> _Written task_
Summarize the text below on communicating across the air-water interface in two sentences.

> _Document segment_
=-=-=

(1) Field of the Invention
The present invention relates to an improvement for communicating across the air-water interface. More particularly, the invention relates to a cost-effective buoy system responsive to in-air laser beams and underwater acoustic transducers receiving and transmitting acoustic signals for bi-directional transfer of information between in-air and underwater environments.
(2) Description of the Prior Art
Effective bi-directional transfer of information between in-air and underwater platforms has been long sought since such a capability would increase the autonomy and flexibility of subsurface, surface, and air vehicles engaged in undersea warfare. However, signal transfer by contemporary communications systems has been complicated by the fact that efficient in-air signal propagation is accomplished through radio frequency (RF) transmissions while acoustic pressure waves are the most efficient means underwater. Unfortunately, RF signals do not penetrate or propagate well in water, and underwater generated acoustic signals do not readily penetrate into the air environment. Optical signals, such as laser beams can operate in both air and water environments; however, their depth range in water is limited by water clarity (signal attenuation) to typically within one hundred meters or less.
Consequently, the primary method of underwater sonar and communications relies on acoustic signal generation and propagation through the water using submerged acoustic transmission hardware.

=-=-=

> _Dataset_
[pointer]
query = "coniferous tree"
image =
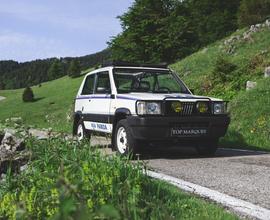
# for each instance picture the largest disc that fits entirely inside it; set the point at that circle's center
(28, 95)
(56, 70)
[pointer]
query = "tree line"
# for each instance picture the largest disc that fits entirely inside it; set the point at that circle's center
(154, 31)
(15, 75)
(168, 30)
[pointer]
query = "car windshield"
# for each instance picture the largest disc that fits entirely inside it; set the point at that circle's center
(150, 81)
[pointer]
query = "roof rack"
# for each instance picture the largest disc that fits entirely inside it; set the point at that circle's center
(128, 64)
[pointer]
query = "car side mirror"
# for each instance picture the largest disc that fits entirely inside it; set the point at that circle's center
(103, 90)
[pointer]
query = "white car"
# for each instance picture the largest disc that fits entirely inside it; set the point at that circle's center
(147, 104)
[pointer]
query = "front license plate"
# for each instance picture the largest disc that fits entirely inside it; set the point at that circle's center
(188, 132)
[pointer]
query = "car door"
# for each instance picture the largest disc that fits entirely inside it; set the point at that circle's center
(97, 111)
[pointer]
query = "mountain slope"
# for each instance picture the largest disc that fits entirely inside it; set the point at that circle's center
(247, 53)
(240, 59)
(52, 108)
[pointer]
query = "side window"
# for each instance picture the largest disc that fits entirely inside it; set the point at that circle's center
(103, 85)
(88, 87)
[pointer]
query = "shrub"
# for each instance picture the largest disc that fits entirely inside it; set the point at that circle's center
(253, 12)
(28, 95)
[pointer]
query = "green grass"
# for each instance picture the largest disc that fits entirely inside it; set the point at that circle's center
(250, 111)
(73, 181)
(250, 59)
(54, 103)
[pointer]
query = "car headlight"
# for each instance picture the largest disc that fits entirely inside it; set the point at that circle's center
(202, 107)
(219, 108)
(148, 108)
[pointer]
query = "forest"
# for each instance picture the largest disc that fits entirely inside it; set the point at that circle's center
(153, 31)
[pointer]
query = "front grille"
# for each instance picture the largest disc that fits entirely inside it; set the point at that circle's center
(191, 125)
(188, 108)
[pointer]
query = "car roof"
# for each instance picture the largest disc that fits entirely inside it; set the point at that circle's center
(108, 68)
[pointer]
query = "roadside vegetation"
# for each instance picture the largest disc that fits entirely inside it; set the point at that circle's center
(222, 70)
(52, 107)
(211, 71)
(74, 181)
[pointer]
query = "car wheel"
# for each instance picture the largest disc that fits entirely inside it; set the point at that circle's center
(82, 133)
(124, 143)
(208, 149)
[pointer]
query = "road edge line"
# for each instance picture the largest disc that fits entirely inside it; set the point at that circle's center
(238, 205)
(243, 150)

=-=-=

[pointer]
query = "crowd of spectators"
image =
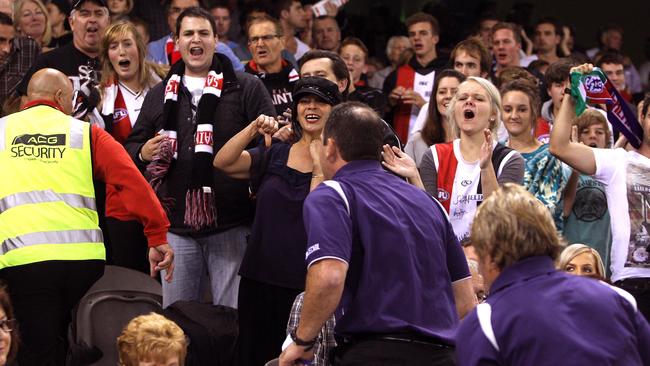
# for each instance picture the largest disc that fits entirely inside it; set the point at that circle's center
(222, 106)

=-=-=

> _Output of the task_
The invention is a cost-effective buoy system that responds to in-air laser beams and uses underwater acoustic transducers to transfer information in both directions between in-air and underwater environments. Such transfer has been complicated because RF signals do not penetrate or propagate well in water, underwater acoustic signals do not readily penetrate into air, and water clarity typically limits the underwater depth range of laser beams to one hundred meters or less, so underwater sonar and communications rely primarily on acoustic signals.